--- Exercise text ---

Application of novel atmospheric measurement technology to wider environmental monitoring

Lead Research Organisation: University of Hertfordshire
Department Name: School of Physics, Eng & Computer Scienc


Next-generation aerosol detection for more accurate environment and health monitoring: Applying novel atmospheric measurement techniques to progress the state of the art in the characterisation of aerosols to better track pollution and airborne disease transmission.

Airborne particulates are emitted and transmitted by a wide range of sources and over all geographic scales, from indoors to globally. Our ability to identify the source of aerosols and model how they are transported is critical to both determining their likely impacts and implementing mitigation measures to protect human, animal and plant health. To achieve this, there is a need to better identify and characterise the types of particle across a range of environments: urban, agricultural, industrial, clinical, indoor. However, existing real-time monitoring techniques do not provide sufficient information on which to base effective action. While optical particle counters, used for air quality monitoring, can determine aerosol size, they are unable to differentiate between aerosol shape and therefore type, for example the difference between diesel droplets and brake dust, or pathogenic fungal spores and simply dust from a field. Nor can they identify source apportionment, for example whether the principal cause of an acute pollution episode is traffic, a factory or the weather.

--- Entries supplied ---

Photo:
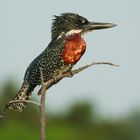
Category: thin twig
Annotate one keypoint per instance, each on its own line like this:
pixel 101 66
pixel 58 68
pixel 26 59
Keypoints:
pixel 42 108
pixel 51 82
pixel 26 101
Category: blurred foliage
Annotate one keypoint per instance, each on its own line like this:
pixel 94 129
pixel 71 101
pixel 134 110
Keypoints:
pixel 79 124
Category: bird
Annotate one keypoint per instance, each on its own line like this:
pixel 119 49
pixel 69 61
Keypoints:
pixel 65 49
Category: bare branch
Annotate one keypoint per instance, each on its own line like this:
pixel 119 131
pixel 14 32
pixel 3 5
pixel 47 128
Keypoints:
pixel 26 101
pixel 42 108
pixel 51 82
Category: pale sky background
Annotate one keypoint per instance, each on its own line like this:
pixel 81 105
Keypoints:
pixel 25 32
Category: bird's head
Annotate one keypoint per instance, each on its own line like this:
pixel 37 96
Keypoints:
pixel 70 23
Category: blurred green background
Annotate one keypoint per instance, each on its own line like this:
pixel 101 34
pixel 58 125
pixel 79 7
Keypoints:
pixel 80 122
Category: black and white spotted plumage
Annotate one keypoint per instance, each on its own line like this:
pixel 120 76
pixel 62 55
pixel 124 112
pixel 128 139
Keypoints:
pixel 50 60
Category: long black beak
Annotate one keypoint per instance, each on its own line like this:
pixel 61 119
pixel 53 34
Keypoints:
pixel 98 25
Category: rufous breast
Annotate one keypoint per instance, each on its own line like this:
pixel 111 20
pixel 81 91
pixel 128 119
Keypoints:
pixel 74 48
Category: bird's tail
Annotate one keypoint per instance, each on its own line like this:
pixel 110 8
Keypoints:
pixel 19 102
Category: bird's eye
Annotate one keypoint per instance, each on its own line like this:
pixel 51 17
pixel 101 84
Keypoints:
pixel 82 22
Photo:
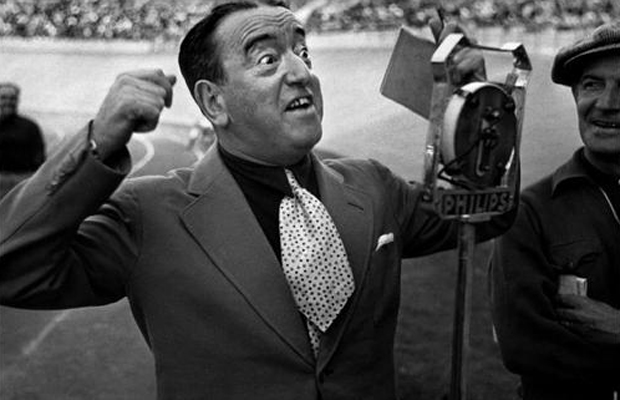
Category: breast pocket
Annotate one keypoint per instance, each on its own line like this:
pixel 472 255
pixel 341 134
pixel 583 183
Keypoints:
pixel 576 257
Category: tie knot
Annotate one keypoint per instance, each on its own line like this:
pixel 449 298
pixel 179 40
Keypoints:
pixel 292 181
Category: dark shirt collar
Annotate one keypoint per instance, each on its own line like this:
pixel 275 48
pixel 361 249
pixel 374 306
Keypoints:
pixel 272 177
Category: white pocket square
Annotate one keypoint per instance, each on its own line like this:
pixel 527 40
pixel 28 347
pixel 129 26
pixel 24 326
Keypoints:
pixel 384 239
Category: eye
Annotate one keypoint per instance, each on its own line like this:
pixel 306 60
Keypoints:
pixel 592 85
pixel 267 59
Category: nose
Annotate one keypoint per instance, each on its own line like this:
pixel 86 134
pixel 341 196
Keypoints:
pixel 297 71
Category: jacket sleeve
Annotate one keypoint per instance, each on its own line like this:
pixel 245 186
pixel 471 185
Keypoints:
pixel 60 245
pixel 423 230
pixel 532 341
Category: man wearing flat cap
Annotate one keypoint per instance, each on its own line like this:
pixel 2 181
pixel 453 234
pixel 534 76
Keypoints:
pixel 556 273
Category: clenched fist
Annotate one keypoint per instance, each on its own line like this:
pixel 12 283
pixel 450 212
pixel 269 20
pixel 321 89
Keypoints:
pixel 133 104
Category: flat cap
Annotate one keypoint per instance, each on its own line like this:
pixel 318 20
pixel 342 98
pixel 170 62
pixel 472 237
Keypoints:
pixel 568 62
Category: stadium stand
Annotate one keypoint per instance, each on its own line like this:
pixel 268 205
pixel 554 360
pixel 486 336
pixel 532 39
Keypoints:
pixel 166 21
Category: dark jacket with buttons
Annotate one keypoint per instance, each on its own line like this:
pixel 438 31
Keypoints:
pixel 205 287
pixel 564 226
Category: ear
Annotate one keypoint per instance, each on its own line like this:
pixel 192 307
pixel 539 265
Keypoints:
pixel 209 97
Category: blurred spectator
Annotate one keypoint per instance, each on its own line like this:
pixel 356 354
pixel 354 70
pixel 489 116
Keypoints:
pixel 22 149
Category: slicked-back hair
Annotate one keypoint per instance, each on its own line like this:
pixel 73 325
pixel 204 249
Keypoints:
pixel 199 54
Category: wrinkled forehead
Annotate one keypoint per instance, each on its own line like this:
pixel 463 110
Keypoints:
pixel 241 29
pixel 607 64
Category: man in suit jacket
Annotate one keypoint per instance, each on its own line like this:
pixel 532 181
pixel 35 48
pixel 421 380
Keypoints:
pixel 197 252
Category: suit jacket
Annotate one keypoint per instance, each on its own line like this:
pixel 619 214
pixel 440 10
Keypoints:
pixel 204 285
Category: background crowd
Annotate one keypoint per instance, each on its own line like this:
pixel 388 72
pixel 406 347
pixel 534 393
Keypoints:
pixel 167 21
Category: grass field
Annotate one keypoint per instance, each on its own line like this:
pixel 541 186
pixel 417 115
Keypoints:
pixel 98 353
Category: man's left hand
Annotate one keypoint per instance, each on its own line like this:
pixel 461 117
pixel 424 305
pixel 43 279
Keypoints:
pixel 595 321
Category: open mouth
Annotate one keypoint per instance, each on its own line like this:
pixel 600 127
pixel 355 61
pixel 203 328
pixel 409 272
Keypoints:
pixel 301 103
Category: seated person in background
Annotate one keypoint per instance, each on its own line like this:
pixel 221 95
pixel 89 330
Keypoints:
pixel 22 149
pixel 565 343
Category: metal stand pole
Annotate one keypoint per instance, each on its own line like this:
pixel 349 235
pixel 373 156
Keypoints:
pixel 462 310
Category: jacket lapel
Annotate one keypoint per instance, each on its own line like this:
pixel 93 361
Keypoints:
pixel 351 211
pixel 221 221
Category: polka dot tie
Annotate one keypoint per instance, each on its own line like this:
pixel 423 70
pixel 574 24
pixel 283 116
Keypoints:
pixel 314 260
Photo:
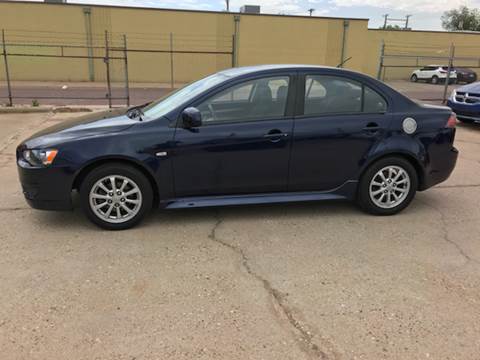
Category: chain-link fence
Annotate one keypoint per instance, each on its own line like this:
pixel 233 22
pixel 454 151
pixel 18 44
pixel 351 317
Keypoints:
pixel 398 60
pixel 100 67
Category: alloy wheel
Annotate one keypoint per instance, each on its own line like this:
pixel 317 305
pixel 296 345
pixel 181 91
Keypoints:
pixel 389 187
pixel 115 199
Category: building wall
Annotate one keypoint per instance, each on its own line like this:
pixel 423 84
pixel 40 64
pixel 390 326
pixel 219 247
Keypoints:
pixel 261 39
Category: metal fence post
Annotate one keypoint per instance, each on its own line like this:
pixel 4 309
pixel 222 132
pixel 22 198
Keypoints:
pixel 107 63
pixel 125 55
pixel 450 65
pixel 233 50
pixel 7 73
pixel 380 60
pixel 236 29
pixel 172 80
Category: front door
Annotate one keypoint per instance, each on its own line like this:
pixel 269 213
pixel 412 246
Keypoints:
pixel 243 144
pixel 340 121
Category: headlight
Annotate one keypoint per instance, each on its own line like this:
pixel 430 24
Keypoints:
pixel 40 157
pixel 452 96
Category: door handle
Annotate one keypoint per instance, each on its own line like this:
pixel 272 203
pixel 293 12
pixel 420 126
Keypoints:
pixel 275 135
pixel 371 127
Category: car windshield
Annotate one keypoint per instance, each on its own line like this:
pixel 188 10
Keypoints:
pixel 164 105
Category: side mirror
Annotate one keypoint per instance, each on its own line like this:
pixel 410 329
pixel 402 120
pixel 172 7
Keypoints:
pixel 191 118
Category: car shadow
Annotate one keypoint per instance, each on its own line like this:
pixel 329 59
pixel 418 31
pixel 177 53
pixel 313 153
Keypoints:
pixel 75 220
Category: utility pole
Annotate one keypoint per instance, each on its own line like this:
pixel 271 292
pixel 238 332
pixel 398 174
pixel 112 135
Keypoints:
pixel 406 21
pixel 385 22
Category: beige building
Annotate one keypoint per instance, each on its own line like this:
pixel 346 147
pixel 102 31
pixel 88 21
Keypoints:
pixel 202 42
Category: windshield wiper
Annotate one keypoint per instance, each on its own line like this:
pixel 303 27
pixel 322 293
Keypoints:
pixel 135 112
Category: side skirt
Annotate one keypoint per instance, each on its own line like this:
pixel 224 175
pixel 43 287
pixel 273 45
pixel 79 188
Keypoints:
pixel 346 191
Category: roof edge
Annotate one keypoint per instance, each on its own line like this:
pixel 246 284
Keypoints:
pixel 180 10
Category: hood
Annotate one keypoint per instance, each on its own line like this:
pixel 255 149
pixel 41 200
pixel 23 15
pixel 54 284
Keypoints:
pixel 473 87
pixel 88 125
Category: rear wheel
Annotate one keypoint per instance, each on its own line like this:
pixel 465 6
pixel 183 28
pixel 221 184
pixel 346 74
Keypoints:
pixel 388 186
pixel 116 196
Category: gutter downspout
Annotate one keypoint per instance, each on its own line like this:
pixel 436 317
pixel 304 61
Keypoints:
pixel 88 31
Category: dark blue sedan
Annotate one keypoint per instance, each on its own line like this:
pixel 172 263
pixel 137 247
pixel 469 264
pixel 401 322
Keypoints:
pixel 465 102
pixel 252 135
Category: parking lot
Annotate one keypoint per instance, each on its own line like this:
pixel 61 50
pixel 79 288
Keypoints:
pixel 296 281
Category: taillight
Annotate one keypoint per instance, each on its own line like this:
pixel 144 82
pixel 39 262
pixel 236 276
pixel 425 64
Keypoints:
pixel 452 121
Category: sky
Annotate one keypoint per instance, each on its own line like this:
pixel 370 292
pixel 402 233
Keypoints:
pixel 425 13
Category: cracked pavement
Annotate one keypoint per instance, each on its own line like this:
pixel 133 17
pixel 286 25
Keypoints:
pixel 296 281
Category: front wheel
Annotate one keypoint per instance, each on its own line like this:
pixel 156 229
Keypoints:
pixel 116 196
pixel 388 186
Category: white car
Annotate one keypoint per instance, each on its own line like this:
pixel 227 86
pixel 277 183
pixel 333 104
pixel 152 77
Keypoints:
pixel 433 73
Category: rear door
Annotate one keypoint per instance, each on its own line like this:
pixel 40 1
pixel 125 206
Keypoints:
pixel 339 121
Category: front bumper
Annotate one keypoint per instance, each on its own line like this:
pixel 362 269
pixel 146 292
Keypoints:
pixel 45 188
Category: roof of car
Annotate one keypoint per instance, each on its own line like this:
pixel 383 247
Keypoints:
pixel 251 69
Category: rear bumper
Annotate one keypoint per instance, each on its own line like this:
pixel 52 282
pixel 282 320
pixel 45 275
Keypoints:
pixel 467 112
pixel 440 169
pixel 45 188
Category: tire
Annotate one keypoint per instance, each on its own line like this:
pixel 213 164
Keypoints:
pixel 368 197
pixel 132 192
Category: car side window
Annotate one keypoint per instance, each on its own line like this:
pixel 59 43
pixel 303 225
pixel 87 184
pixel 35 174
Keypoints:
pixel 373 102
pixel 326 94
pixel 257 99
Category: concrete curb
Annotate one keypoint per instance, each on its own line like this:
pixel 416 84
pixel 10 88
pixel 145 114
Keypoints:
pixel 43 109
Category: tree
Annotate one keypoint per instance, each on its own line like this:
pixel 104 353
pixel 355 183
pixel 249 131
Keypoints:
pixel 462 18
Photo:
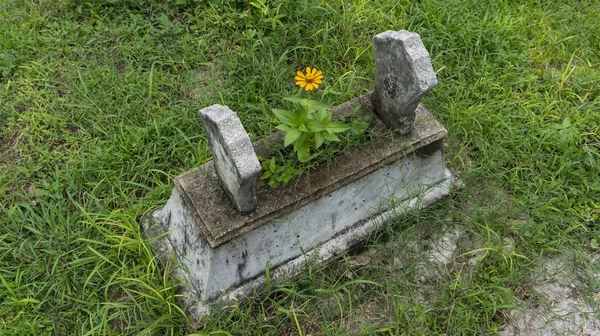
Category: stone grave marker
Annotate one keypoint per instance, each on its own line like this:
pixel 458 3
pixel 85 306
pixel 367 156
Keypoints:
pixel 235 161
pixel 404 74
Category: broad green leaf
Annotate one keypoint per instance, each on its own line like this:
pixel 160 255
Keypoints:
pixel 283 115
pixel 300 101
pixel 300 116
pixel 283 127
pixel 291 136
pixel 302 151
pixel 336 127
pixel 272 165
pixel 324 117
pixel 330 137
pixel 303 138
pixel 314 126
pixel 319 139
pixel 311 105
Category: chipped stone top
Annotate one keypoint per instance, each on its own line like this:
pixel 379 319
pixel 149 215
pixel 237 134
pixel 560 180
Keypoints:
pixel 237 166
pixel 219 220
pixel 404 74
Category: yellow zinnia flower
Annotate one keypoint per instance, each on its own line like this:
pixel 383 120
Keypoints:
pixel 311 80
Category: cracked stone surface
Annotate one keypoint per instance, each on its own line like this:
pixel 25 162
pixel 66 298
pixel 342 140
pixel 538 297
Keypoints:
pixel 236 164
pixel 404 74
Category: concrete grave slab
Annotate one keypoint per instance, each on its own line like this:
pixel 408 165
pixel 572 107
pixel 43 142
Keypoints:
pixel 404 74
pixel 223 253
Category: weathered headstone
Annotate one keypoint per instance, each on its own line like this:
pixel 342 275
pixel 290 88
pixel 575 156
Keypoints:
pixel 235 161
pixel 403 76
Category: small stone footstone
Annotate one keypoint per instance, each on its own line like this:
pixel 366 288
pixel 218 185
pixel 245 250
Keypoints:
pixel 404 74
pixel 235 162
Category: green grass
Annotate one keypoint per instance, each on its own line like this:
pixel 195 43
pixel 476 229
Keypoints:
pixel 98 113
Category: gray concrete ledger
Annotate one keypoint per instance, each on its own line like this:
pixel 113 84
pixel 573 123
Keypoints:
pixel 224 226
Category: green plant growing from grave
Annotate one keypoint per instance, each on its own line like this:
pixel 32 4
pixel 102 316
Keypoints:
pixel 309 126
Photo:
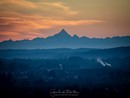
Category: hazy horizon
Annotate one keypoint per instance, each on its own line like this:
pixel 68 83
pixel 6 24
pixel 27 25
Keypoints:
pixel 28 19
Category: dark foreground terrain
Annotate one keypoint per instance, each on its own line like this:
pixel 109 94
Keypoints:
pixel 67 76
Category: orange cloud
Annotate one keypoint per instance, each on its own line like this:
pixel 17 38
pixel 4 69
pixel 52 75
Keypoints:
pixel 21 19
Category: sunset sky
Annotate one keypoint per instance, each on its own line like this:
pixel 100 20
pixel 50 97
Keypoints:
pixel 27 19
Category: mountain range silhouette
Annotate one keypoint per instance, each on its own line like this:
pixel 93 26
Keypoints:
pixel 64 40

---

=== Exercise A ===
In the aerosol monitoring text, what aerosol property can optical particle counters determine?
=== Exercise B ===
Name every type of environment that the aerosol monitoring text says particles should be identified and characterized across.
=== Exercise C ===
Extend the aerosol monitoring text with a further paragraph that follows on from its final sentence.

=== Response area A ===
Aerosol size

=== Response area B ===
Urban, agricultural, industrial, clinical, indoor

=== Response area C ===
Real-time detection technologies are limited to low-cost OPCs or expensive research-grade instruments that only identify a specific aerosol type. Our long-term vision is to engineer a novel monitoring system, by combining machine learning techniques with light-scattering technologies originally developed to classify atmospheric ice, that discriminates aerosols by not just size but, crucially, by shape and surface structure too. We believe this capability will allow the use of a single instrument to detect a broad range of airborne pollutants and pathogens, and identify the source of an influx of a particular aerosol, how far it may be transported and its environmental or health impact.